[[ ENTRIES PROVIDED open ]]
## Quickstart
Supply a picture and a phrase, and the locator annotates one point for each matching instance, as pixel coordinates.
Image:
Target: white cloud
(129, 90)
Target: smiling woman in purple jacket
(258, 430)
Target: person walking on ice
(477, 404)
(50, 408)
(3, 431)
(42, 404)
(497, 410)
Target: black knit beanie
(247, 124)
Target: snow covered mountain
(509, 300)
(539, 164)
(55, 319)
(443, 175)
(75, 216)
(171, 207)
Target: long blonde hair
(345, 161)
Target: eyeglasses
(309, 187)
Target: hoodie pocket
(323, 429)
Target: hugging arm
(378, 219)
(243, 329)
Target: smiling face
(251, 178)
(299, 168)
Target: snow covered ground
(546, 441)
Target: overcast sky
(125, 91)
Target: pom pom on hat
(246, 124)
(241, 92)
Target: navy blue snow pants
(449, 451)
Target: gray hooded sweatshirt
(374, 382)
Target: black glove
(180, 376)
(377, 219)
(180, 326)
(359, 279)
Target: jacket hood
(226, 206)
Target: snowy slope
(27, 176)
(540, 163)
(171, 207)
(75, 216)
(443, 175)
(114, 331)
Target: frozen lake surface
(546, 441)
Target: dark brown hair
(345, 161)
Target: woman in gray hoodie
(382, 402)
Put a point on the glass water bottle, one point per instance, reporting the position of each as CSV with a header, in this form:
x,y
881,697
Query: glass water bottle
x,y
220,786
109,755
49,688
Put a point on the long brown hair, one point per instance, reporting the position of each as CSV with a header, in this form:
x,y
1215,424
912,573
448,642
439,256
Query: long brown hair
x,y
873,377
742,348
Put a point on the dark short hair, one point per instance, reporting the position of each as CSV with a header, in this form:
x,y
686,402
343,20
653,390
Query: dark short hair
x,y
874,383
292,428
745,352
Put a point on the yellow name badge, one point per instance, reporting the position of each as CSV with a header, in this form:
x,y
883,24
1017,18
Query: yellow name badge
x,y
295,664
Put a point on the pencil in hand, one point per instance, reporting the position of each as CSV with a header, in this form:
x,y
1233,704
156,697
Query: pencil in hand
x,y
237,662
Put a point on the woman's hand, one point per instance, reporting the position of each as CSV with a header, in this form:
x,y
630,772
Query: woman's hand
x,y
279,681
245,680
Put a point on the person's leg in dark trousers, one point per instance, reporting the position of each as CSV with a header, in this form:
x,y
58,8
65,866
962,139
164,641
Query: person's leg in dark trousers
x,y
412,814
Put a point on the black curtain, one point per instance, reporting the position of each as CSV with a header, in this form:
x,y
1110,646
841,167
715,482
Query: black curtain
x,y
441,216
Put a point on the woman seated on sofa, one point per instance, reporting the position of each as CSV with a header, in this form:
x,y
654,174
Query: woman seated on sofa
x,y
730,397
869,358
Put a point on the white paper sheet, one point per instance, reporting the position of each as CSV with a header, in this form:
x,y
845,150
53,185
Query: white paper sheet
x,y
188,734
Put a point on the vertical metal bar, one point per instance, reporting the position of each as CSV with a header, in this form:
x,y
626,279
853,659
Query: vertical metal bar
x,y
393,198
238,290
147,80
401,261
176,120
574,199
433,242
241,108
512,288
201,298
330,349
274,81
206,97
[[ ENTRIES PROVIDED closed ]]
■ **HOW TO COMPLETE THIS TASK**: Recopy the whole listing exactly.

■ **WRITTEN ANSWER**:
## Quickstart
Supply a picture and a phrase, and the locator annotates one point for each matching instance, as pixel coordinates.
Image:
Target: white cloud
(129, 90)
Target: smiling woman in purple jacket
(258, 430)
Target: person walking on ice
(477, 404)
(50, 408)
(3, 431)
(42, 404)
(497, 410)
Target: black knit beanie
(247, 124)
Target: snow covered mountain
(509, 300)
(539, 164)
(55, 319)
(443, 175)
(75, 216)
(171, 207)
Target: long blonde hair
(345, 161)
Target: eyeglasses
(309, 187)
Target: hoodie pocket
(323, 429)
Target: hugging arm
(378, 219)
(243, 329)
Target: smiling face
(251, 178)
(299, 168)
Target: snow covered ground
(546, 441)
Target: overcast sky
(125, 91)
Target: pom pom on hat
(246, 124)
(241, 92)
Target: navy blue snow pants
(449, 451)
Target: gray hooded sweatshirt
(374, 382)
Target: black glove
(180, 376)
(377, 219)
(180, 326)
(359, 279)
Target: jacket hood
(226, 206)
Target: snowy slope
(27, 176)
(540, 163)
(171, 207)
(75, 216)
(443, 175)
(114, 331)
Target: frozen lake surface
(546, 441)
Target: dark brown hair
(345, 161)
Target: woman in gray hoodie
(382, 402)
Put a point on the glass water bottle, one point per instance, reporting the position of each as CSV with a header, in this form:
x,y
881,697
Query: glass water bottle
x,y
220,786
109,755
49,688
Put a point on the long brown hair, one point per instance, reporting the position of each as CSV with a header, in this form:
x,y
1215,424
912,573
448,642
439,256
Query: long brown hair
x,y
873,377
742,348
Put a point on the dark short hair, one point per instance, reporting the position of each as CSV with a header, in this form:
x,y
686,402
343,20
653,390
Query: dark short hair
x,y
874,383
292,428
745,352
Put a point on the yellow name badge, one point per instance, reporting the position of each as CSV with a header, in this form:
x,y
883,24
1017,18
Query: yellow name badge
x,y
295,664
Put a point on the pencil in hand, one point per instance, reporting the position of each as CSV with a header, in this form:
x,y
1233,704
156,697
Query: pencil in hand
x,y
237,662
Put a point on the woman's hand, one point per instance, reporting the position of each as CSV with a header, in this form:
x,y
630,772
Query: woman's hand
x,y
279,681
245,680
Put a point on the person's leg in dark trousers, one point per instance, reporting the position of each as CSV with a header, in this form:
x,y
58,8
65,866
962,139
164,641
Query: person's leg in dark trousers
x,y
412,814
Put a point on the black curtain, one point per instance, reporting the position of each as CSV with a header, in this form:
x,y
1110,646
841,167
715,482
Query: black curtain
x,y
441,216
Put a point on the woman seated on sofa, one point per instance, reporting the position of each as CSV with a header, in this form:
x,y
654,174
Query: woman seated on sofa
x,y
730,397
869,358
Put a point on the white paper sheet, one point per instance, reporting the position of each as CSV with a header, in this form:
x,y
845,150
53,185
Query: white paper sheet
x,y
188,734
Put a point on the vertical metal bar, one point per instance, reporting the position of each as CSV with a header, in this form:
x,y
626,279
853,659
Query: vertical metal bar
x,y
393,198
238,290
147,80
401,261
176,120
574,199
433,242
241,108
512,288
201,298
330,349
274,81
206,97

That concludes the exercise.